-------- Supplied records --------

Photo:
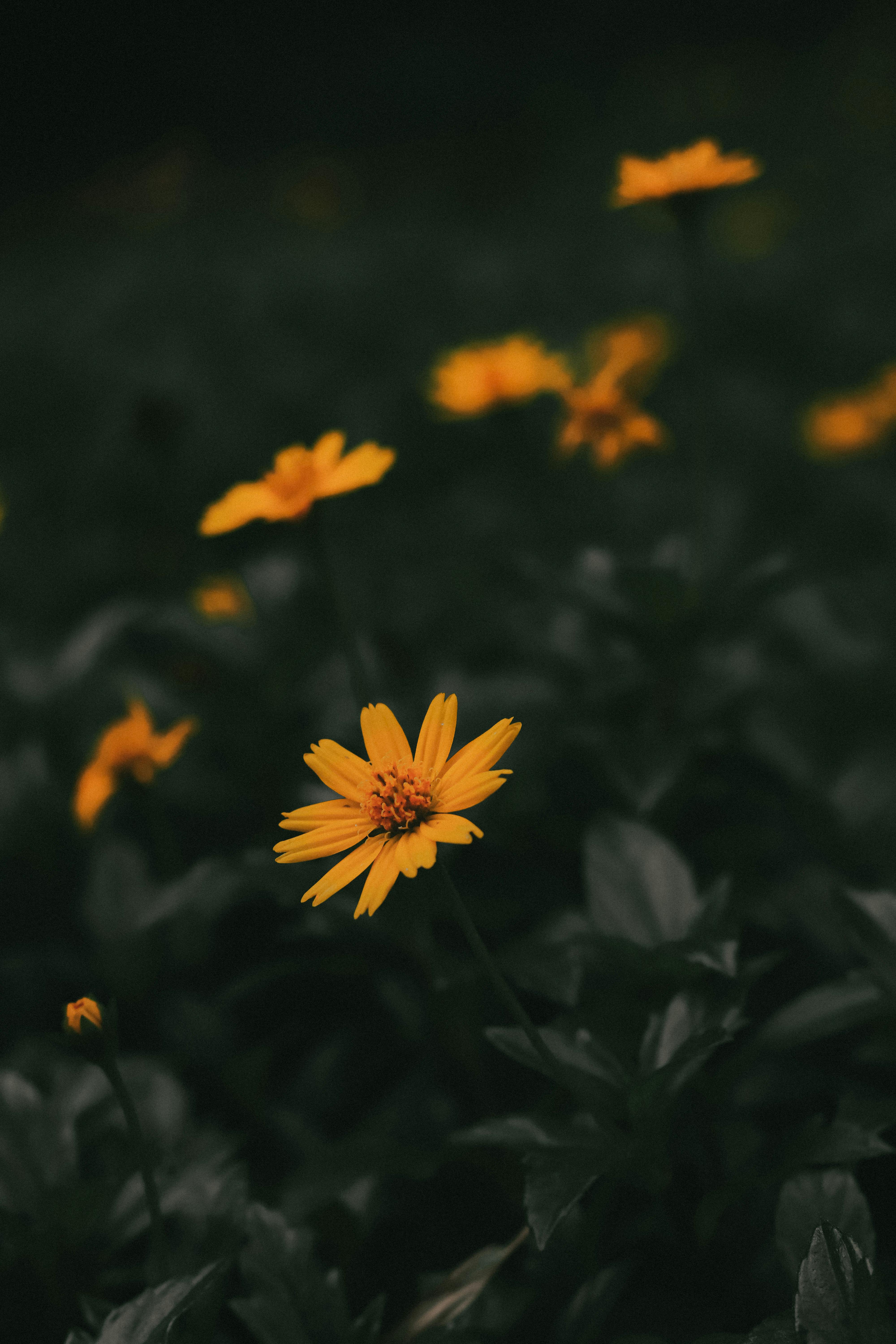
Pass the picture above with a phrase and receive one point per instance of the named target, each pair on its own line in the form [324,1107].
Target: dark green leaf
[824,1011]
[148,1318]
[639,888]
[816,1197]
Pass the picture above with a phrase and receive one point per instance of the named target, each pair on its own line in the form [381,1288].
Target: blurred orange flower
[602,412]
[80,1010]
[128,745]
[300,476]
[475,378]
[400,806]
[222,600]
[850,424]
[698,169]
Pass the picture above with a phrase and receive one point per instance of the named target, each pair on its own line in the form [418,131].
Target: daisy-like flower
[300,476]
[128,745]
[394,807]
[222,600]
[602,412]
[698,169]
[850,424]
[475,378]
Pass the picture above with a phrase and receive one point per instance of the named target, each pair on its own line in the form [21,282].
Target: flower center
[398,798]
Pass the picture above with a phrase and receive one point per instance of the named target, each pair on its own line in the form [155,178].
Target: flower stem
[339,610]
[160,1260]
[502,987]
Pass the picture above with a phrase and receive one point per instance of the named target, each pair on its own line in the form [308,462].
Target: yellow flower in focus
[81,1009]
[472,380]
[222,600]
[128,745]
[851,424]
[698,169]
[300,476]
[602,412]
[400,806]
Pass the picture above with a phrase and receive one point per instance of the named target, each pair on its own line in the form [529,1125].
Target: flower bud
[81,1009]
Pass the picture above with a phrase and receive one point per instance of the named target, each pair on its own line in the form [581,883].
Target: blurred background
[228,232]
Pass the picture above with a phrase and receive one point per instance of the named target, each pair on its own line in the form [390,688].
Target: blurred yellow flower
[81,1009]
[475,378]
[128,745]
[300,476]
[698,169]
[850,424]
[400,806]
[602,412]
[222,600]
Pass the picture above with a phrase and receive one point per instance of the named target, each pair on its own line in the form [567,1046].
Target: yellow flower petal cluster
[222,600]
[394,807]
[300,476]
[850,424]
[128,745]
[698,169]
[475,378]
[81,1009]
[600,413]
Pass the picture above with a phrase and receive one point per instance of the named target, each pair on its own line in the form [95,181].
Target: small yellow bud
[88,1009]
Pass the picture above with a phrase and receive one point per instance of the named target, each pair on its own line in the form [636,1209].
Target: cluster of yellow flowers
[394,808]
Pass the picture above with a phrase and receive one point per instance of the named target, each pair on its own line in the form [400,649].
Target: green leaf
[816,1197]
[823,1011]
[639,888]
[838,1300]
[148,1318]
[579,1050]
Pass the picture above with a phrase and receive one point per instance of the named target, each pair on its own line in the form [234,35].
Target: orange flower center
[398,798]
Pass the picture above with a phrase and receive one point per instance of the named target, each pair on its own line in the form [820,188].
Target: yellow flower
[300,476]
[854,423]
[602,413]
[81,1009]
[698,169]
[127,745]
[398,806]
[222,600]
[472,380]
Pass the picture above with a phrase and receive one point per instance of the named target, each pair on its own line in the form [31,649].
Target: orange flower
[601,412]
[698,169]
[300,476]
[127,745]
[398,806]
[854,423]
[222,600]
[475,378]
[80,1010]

--------

Prompt:
Make an exact reproduction of the listing above, without any pictures.

Task output:
Photo:
Pass the picture above with a phrase and receive one point per instance of the named target, each pair on its own line in the form [324,1107].
Target: dark green leaf
[824,1011]
[148,1318]
[639,888]
[816,1197]
Pass the picture above with a phrase and receive one point per instance of the named target, each pair on its own line in the form [381,1288].
Target: blurred orange flower
[602,412]
[80,1010]
[128,745]
[300,476]
[475,378]
[400,806]
[222,600]
[850,424]
[698,169]
Pass the picture above with a phrase and receive one point per instance of the named target, each pair on its own line in the form [418,131].
Target: daisy-like flower
[300,476]
[128,745]
[394,807]
[222,600]
[602,412]
[698,169]
[850,424]
[475,378]
Pass the picture above with a phrase and receive one point per instance of the named target, each pair on its own line in the form [21,282].
Target: flower center
[398,798]
Pass the picture above with a phrase and receive one point per instance of the named target, each pair on its own line in the form [155,178].
Target: flower stem
[339,610]
[160,1260]
[502,987]
Pass the picture above with a phrase and receive one point per instance of the named target, each pair on its own line in the form [308,462].
Target: yellow flower in focus
[81,1009]
[472,380]
[222,600]
[128,745]
[851,424]
[698,169]
[300,476]
[602,412]
[400,806]
Pass the picture above with a phrase and receive one point per instance of the named target, each pair on its own line in the form [529,1125].
Target: flower bud
[81,1009]
Pass the picture above with a phrase and receive one point per instance of the named target, each pair on its own line in the form [581,883].
Target: blurred background
[228,232]
Pass the picture above with a phrase and receive one point per instance of the named target, each pair on its own line in the form [390,688].
Target: blurred yellow flower
[81,1009]
[475,378]
[128,745]
[300,476]
[698,169]
[850,424]
[400,806]
[602,412]
[222,600]
Pass the picture above with a phrase and receive one point per instance of the named target, each pair on its own line in the form [567,1046].
Target: yellow flower petal cluster
[222,600]
[394,807]
[300,476]
[850,424]
[128,745]
[698,169]
[475,378]
[81,1009]
[600,413]
Pass the picture above with a phrase and receive one point per instance of the named target, each pair on its own line in the form [95,181].
Target: small yellow bud
[88,1009]
Pass the picture above with a phrase and receive one point per instance of the named target, each pair on its own line in the form [636,1209].
Target: cluster of yellow flowers
[394,808]
Pass the picture above with a phrase and receive one point per instance of the named target, each pair on its own line in the form [400,649].
Target: green leaf
[816,1197]
[823,1011]
[639,888]
[838,1300]
[148,1318]
[579,1050]
Pass the picture above with a phrase and receive one point per instance of the named target, each pair on its own line in the form [234,35].
Target: orange flower center
[398,798]
Pass the picture above with a phrase and receive one point per instance of the named target, each pair on its own line in the form [820,188].
Target: yellow flower
[300,476]
[854,423]
[602,413]
[81,1009]
[698,169]
[127,745]
[398,806]
[222,600]
[472,380]
Pass the picture above with a phrase and receive one point per instance of the named target, each pair on its own line in the form [31,649].
Target: orange flower
[601,412]
[698,169]
[300,476]
[127,745]
[398,806]
[854,423]
[222,600]
[475,378]
[80,1010]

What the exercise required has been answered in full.